Write out the text about Seven Counties Services/Bellewood & Brooklawn word for word, in full.

▸ **Text under study**
⟨

CHHSM Member Seven Counties Services/Bellewood & Brooklawn Partner with Communities to Build on Strengths
This interesting case study from CHHSM member Seven Counties Services/Bellewood & Brooklawn offers a unique perspective into building community and capacity through partnerships.
Historically, Brooklawn is the oldest health and human service agency connected to the United Church of Christ. Brooklawn moved from orphanage to serving youth who have experienced trauma and mental health concerns. The mission of Brooklawn and the UCC has always been to care for those most vulnerable and ensure that God’s vision for a just, caring and compassionate world is lived out everyday.
With the partnership of Seven Counties Services/Bellewood & Brooklawn, staff is better able to serve the needs of children, families and communities. Seven Counties Services is a Certified Community Behavioral Health Clinic that offers a full range of mental and behavioral health services, substance abuse treatment, and intellectual and developmental disabilities services in a seven-county region in Kentucky. Counties served include Jefferson, Oldham, Bullitt, Shelby, Spencer, Trimble, and Henry. By expanding services for communities and families, we are able to improve the lives of the children that come to Brooklawn for care and treatment.
Within Seven Counties Services is a Regional Prevention Center (RPC) which brings together adult, and youth community volunteers with state and local policymakers, social service providers, educational staff, public health personnel, business and church leaders, and law enforcement representatives to promote healthy lifestyles and prevent substance misuse and violence. The proactive approach of the RPC focuses on dispelling misinformation within local communities while amplifying the positive voices of those who call those communities home.

⟩

Data excerpts:
⟨

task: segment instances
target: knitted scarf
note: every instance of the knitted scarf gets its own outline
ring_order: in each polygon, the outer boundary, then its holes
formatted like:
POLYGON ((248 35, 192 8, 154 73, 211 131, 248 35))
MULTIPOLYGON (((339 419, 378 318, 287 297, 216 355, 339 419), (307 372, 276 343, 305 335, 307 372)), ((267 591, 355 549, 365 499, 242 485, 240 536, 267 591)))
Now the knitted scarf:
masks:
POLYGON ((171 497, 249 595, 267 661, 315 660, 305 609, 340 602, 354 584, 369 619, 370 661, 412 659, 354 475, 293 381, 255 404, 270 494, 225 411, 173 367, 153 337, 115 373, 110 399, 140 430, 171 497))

⟩
⟨

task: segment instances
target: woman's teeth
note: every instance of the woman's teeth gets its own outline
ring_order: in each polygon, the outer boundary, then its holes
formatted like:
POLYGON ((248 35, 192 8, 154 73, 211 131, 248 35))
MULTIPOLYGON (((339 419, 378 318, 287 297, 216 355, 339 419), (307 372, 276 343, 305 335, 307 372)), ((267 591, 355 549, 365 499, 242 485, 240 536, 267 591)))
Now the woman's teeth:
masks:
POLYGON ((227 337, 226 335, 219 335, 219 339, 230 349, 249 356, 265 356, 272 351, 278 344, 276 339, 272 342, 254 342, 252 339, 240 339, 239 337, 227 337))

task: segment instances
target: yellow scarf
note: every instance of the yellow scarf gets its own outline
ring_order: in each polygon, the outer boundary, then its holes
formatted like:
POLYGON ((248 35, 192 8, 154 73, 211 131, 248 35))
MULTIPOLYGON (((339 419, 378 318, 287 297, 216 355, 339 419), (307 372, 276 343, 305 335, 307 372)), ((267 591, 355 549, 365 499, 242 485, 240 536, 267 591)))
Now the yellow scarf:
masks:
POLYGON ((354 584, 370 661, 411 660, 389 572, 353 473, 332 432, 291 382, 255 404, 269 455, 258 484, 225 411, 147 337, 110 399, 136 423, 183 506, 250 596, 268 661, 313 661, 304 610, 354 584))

⟩

▸ **Answer section**
CHHSM Member Seven Counties Services/Bellewood & Brooklawn Partner with Communities to Build on Strengths
This interesting case study from CHHSM member Seven Counties Services/Bellewood & Brooklawn offers a unique perspective into building community and capacity through partnerships.
Historically, Brooklawn is the oldest health and human service agency connected to the United Church of Christ. Brooklawn moved from orphanage to serving youth who have experienced trauma and mental health concerns. The mission of Brooklawn and the UCC has always been to care for those most vulnerable and ensure that God’s vision for a just, caring and compassionate world is lived out everyday.
With the partnership of Seven Counties Services/Bellewood & Brooklawn, staff is better able to serve the needs of children, families and communities. Seven Counties Services is a Certified Community Behavioral Health Clinic that offers a full range of mental and behavioral health services, substance abuse treatment, and intellectual and developmental disabilities services in a seven-county region in Kentucky. Counties served include Jefferson, Oldham, Bullitt, Shelby, Spencer, Trimble, and Henry. By expanding services for communities and families, we are able to improve the lives of the children that come to Brooklawn for care and treatment.
Within Seven Counties Services is a Regional Prevention Center (RPC) which brings together adult, and youth community volunteers with state and local policymakers, social service providers, educational staff, public health personnel, business and church leaders, and law enforcement representatives to promote healthy lifestyles and prevent substance misuse and violence. The proactive approach of the RPC focuses on dispelling misinformation within local communities while amplifying the positive voices of those who call those communities home.